- _Task_:
Only one stretch of the data below is wanted: the lines starting at the one with "of the athletic" and ending at the one with "white sock, the", both included, given again exactly.
· · · ·
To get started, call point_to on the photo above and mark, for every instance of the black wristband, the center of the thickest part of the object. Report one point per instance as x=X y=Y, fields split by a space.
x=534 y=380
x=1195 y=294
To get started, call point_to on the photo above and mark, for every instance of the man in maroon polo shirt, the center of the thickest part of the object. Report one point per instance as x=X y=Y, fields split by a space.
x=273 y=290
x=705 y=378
· · · ·
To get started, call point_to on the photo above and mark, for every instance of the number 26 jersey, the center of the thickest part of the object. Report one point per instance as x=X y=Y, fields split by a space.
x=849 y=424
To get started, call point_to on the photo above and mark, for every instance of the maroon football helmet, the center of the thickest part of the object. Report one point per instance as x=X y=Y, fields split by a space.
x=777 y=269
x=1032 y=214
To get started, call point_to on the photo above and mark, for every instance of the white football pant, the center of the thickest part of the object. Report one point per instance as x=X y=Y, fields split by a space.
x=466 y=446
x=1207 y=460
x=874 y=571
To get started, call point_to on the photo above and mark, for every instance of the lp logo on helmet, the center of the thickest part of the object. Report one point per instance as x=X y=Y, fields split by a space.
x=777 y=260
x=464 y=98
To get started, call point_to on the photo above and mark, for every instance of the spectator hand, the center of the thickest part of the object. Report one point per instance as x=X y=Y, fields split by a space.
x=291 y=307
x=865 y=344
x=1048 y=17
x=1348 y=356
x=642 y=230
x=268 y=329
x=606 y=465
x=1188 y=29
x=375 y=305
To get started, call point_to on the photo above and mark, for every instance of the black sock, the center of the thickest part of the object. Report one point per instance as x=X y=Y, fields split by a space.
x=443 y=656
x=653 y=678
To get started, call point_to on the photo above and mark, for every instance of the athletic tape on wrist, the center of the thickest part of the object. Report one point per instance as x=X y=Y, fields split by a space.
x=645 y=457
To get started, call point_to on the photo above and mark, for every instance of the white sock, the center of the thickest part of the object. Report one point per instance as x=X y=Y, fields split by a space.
· · · ·
- _Final answer_:
To get started, call point_to on the photo above and mark, for every instance of the athletic tape on wrist, the center of the thickest part of the object. Report one point per instance as x=X y=Y, fields split by a space.
x=645 y=457
To get started, call point_to on the photo above and mark, for every instance of the white sock, the center of the thickest part of the object. Report one point per instance as x=X y=Y, fields split by a space.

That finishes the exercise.